The lines to extract start at the one containing "[point] patterned bedspread" and end with the last line; give them exactly and nothing more.

SUPPLIED DATA ->

════════

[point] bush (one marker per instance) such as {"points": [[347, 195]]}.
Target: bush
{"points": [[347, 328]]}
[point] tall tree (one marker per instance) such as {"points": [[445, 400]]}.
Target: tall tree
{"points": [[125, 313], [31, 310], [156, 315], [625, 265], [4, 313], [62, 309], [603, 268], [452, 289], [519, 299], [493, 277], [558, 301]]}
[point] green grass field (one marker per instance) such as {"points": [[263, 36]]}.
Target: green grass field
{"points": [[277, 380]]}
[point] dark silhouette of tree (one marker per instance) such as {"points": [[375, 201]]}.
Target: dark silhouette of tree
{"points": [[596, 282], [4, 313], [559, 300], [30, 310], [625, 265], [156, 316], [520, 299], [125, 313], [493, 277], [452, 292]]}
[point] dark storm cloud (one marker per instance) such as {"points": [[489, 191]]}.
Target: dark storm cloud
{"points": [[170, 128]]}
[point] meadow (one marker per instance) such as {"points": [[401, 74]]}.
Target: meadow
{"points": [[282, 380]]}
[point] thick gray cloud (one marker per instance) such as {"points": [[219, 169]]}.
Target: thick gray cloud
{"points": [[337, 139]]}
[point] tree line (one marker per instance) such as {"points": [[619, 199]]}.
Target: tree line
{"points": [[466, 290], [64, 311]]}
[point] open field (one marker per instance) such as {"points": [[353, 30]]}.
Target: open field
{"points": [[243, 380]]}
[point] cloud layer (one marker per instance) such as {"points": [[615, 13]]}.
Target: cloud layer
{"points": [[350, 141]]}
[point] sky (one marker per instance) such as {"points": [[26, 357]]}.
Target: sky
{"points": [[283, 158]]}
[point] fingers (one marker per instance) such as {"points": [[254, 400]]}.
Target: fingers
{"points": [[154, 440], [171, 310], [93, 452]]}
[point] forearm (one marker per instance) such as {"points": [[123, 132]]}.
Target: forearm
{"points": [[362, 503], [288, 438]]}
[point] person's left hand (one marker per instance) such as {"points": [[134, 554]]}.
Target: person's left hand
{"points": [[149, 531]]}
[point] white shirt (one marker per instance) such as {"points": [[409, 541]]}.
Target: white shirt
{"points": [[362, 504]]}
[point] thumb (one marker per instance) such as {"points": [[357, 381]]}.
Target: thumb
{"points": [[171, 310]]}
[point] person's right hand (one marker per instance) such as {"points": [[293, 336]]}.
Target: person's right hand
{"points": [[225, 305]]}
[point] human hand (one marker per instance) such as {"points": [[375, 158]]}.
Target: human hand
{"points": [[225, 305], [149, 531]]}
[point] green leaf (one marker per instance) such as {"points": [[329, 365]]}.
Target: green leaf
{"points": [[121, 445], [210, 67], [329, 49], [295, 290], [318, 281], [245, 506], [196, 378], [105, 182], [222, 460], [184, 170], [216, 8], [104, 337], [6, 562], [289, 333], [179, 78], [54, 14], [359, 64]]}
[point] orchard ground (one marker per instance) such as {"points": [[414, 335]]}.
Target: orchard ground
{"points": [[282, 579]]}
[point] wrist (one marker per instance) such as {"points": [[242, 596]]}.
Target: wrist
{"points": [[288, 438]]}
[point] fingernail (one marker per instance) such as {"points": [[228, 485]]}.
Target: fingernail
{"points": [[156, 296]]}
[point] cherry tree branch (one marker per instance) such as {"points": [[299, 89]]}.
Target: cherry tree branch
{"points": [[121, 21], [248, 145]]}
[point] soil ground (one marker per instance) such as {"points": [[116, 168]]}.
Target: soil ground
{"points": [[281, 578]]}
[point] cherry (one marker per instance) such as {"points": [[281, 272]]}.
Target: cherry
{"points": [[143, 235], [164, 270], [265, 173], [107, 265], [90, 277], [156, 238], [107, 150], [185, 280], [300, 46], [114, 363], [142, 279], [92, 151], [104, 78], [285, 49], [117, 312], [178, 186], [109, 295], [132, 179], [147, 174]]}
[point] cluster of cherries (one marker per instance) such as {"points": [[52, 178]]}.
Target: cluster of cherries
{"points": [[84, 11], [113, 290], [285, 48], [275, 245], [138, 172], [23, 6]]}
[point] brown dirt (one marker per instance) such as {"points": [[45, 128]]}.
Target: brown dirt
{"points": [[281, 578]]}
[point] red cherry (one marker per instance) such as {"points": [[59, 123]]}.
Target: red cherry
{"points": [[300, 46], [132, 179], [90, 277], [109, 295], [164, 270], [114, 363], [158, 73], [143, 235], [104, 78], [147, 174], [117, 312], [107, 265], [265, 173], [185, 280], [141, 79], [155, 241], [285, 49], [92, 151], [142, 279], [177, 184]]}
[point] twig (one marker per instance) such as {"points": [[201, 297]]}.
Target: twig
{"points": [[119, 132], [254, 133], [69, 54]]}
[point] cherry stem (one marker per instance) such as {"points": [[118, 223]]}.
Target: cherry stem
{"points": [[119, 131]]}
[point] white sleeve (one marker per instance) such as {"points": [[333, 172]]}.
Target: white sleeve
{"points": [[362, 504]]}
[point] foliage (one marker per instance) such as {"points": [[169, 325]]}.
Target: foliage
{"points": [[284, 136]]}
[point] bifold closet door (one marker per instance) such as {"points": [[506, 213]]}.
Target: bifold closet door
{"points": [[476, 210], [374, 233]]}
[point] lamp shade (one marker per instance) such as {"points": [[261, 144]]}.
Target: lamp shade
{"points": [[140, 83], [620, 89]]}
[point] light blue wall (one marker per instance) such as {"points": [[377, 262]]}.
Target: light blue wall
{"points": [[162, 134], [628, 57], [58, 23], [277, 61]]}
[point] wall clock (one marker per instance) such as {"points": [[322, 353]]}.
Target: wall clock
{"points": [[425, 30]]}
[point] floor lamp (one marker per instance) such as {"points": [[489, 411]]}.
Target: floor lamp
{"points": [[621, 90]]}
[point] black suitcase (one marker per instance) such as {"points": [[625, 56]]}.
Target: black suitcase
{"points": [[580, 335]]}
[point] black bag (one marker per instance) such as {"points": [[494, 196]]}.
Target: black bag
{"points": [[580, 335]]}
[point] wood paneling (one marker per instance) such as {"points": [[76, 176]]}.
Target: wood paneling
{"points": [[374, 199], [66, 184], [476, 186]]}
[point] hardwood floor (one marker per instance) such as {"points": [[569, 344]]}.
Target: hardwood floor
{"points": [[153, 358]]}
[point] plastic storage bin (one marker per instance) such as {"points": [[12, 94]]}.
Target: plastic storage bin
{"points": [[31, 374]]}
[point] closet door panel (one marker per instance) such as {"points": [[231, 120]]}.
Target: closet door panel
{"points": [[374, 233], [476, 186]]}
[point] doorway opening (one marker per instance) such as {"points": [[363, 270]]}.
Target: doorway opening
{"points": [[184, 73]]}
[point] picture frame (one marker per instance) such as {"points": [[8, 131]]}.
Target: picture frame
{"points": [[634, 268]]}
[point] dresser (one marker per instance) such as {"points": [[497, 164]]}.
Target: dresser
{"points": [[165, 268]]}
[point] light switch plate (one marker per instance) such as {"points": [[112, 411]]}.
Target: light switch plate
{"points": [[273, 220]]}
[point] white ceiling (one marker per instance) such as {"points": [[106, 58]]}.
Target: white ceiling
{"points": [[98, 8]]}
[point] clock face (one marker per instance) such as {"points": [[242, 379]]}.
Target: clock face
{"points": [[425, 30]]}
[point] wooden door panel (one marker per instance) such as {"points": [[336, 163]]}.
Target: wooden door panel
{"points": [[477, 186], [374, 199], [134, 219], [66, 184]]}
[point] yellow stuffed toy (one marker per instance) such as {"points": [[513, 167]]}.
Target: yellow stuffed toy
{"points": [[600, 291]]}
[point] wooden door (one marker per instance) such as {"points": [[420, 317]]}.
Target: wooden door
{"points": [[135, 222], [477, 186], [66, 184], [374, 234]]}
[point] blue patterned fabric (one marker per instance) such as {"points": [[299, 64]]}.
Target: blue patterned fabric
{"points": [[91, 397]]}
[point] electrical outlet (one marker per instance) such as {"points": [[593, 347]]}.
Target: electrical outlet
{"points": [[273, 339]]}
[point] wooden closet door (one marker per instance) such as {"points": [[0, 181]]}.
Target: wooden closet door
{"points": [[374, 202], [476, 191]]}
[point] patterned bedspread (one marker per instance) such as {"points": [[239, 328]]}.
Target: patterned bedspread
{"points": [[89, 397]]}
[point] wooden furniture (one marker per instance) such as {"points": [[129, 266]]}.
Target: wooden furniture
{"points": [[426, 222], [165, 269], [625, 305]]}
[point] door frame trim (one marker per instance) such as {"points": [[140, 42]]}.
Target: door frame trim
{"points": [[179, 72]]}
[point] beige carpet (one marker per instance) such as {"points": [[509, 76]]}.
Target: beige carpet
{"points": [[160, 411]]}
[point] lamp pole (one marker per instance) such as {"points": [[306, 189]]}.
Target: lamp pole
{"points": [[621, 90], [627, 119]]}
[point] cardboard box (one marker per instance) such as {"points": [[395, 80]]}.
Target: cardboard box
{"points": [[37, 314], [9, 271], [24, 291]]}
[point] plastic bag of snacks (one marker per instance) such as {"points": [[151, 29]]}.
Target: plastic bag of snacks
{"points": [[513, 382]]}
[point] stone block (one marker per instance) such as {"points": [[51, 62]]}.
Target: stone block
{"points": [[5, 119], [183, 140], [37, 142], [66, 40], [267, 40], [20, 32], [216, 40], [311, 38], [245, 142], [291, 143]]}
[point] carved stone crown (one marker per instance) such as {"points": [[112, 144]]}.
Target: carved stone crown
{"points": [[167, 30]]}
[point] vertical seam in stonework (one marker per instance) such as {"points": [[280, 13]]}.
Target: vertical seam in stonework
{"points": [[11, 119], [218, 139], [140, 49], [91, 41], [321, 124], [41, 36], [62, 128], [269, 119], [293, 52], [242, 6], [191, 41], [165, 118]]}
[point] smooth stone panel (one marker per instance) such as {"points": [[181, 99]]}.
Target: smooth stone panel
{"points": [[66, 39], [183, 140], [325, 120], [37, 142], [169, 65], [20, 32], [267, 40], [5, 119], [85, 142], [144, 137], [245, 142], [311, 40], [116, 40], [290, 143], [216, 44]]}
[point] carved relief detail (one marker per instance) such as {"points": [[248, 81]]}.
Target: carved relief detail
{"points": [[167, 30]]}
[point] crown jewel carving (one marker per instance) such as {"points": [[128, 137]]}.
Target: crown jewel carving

════════

EXERCISE ANSWER ->
[point] patterned bedspread (one marker per instance) such as {"points": [[239, 328]]}.
Target: patterned bedspread
{"points": [[89, 397]]}
[point] wooden furniture (one marker per instance) such as {"points": [[129, 266]]}.
Target: wooden furniture
{"points": [[426, 222], [165, 269], [625, 305]]}
[point] door frame trim (one marker per instance) such as {"points": [[140, 42]]}.
Target: door frame trim
{"points": [[179, 72]]}
[point] beige carpet (one marker per instance) such as {"points": [[509, 76]]}.
Target: beige carpet
{"points": [[160, 411]]}
[point] lamp pole (one marker per instance) such as {"points": [[306, 189]]}.
Target: lamp pole
{"points": [[621, 90], [627, 119]]}
[point] cardboard box (one marker per instance) such as {"points": [[395, 80]]}.
Target: cardboard box
{"points": [[37, 314], [9, 271], [24, 291]]}
[point] plastic bag of snacks (one marker per instance) such as {"points": [[151, 29]]}.
Target: plastic bag of snacks
{"points": [[513, 382]]}
[point] stone block (one marker per instance) such as {"points": [[51, 62]]}.
Target: stone block
{"points": [[5, 119], [183, 140], [37, 142], [66, 40], [267, 40], [20, 32], [216, 40], [311, 38], [245, 142], [291, 143]]}
[point] carved stone crown (one marker per instance) such as {"points": [[112, 144]]}.
Target: carved stone crown
{"points": [[167, 30]]}
[point] vertical seam in stonework (one marker per instance) such as {"points": [[280, 13]]}.
Target: vertical seam in stonework
{"points": [[11, 119], [218, 139], [140, 49], [91, 41], [321, 124], [41, 36], [62, 128], [269, 119], [293, 52], [242, 6], [191, 41], [165, 118]]}
[point] smooth stone panel (one marker per instance) such as {"points": [[181, 99]]}.
Target: smooth stone panel
{"points": [[66, 39], [183, 140], [325, 120], [37, 142], [169, 65], [20, 32], [267, 40], [5, 119], [85, 142], [144, 137], [245, 142], [311, 40], [116, 40], [290, 143], [216, 44]]}
[point] carved relief detail (one marker per instance) such as {"points": [[248, 81]]}.
Target: carved relief detail
{"points": [[167, 30]]}
[point] crown jewel carving (one marker per instance) such as {"points": [[128, 137]]}.
Target: crown jewel carving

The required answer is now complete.